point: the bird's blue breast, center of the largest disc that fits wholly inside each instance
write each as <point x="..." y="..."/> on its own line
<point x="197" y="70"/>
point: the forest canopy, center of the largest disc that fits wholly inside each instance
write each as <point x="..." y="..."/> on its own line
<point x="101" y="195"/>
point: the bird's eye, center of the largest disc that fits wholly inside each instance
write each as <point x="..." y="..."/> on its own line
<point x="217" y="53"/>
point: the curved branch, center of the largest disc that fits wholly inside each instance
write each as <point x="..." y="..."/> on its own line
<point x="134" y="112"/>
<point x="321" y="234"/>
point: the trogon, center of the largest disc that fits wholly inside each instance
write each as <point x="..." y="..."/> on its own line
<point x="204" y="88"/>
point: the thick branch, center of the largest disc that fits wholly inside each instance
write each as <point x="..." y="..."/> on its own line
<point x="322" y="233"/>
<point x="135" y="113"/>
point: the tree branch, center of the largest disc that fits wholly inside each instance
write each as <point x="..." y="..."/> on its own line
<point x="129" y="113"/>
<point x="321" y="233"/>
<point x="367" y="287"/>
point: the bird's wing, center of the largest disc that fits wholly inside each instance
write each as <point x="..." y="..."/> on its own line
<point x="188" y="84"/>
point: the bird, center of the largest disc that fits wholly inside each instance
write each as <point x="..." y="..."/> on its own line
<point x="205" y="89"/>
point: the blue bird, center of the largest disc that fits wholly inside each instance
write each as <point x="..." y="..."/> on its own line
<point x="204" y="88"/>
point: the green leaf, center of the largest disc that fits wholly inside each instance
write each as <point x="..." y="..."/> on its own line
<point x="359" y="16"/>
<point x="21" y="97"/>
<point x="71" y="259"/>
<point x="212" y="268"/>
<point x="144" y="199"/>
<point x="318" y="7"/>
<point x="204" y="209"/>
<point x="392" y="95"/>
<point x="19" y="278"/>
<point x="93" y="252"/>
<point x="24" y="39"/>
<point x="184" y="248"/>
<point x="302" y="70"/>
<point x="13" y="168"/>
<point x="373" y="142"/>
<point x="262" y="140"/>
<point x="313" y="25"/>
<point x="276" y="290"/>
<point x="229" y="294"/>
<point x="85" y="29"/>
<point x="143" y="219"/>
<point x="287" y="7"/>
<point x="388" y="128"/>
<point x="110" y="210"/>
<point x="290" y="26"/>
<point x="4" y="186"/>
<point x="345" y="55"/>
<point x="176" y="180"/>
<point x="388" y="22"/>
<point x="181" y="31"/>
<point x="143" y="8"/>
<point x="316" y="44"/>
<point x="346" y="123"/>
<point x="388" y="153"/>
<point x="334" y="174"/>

→ Work instructions:
Scale the stretch of records from the line containing "point: the blue" through the end of the records, both ends included. Rewrite only those lines, requests and all, with each x and y coordinate in the answers multiplied by 2.4 and rounded to a whole number, halves rounding up.

→ Complete output:
point: the blue bird, center of the largest disc that fits wholly inside each instance
write each as <point x="..." y="..."/> on its own line
<point x="490" y="211"/>
point: the green leaf, center of the largest disc that fits wholly inside each instance
write each as <point x="..." y="..."/> on its own line
<point x="862" y="38"/>
<point x="50" y="233"/>
<point x="170" y="622"/>
<point x="509" y="643"/>
<point x="346" y="478"/>
<point x="763" y="17"/>
<point x="490" y="502"/>
<point x="941" y="228"/>
<point x="46" y="667"/>
<point x="223" y="605"/>
<point x="58" y="94"/>
<point x="442" y="595"/>
<point x="725" y="168"/>
<point x="31" y="403"/>
<point x="895" y="341"/>
<point x="629" y="336"/>
<point x="751" y="60"/>
<point x="662" y="696"/>
<point x="550" y="706"/>
<point x="204" y="70"/>
<point x="343" y="526"/>
<point x="689" y="17"/>
<point x="931" y="307"/>
<point x="264" y="504"/>
<point x="696" y="62"/>
<point x="10" y="446"/>
<point x="828" y="132"/>
<point x="422" y="432"/>
<point x="931" y="53"/>
<point x="434" y="74"/>
<point x="343" y="19"/>
<point x="758" y="106"/>
<point x="830" y="295"/>
<point x="931" y="367"/>
<point x="802" y="418"/>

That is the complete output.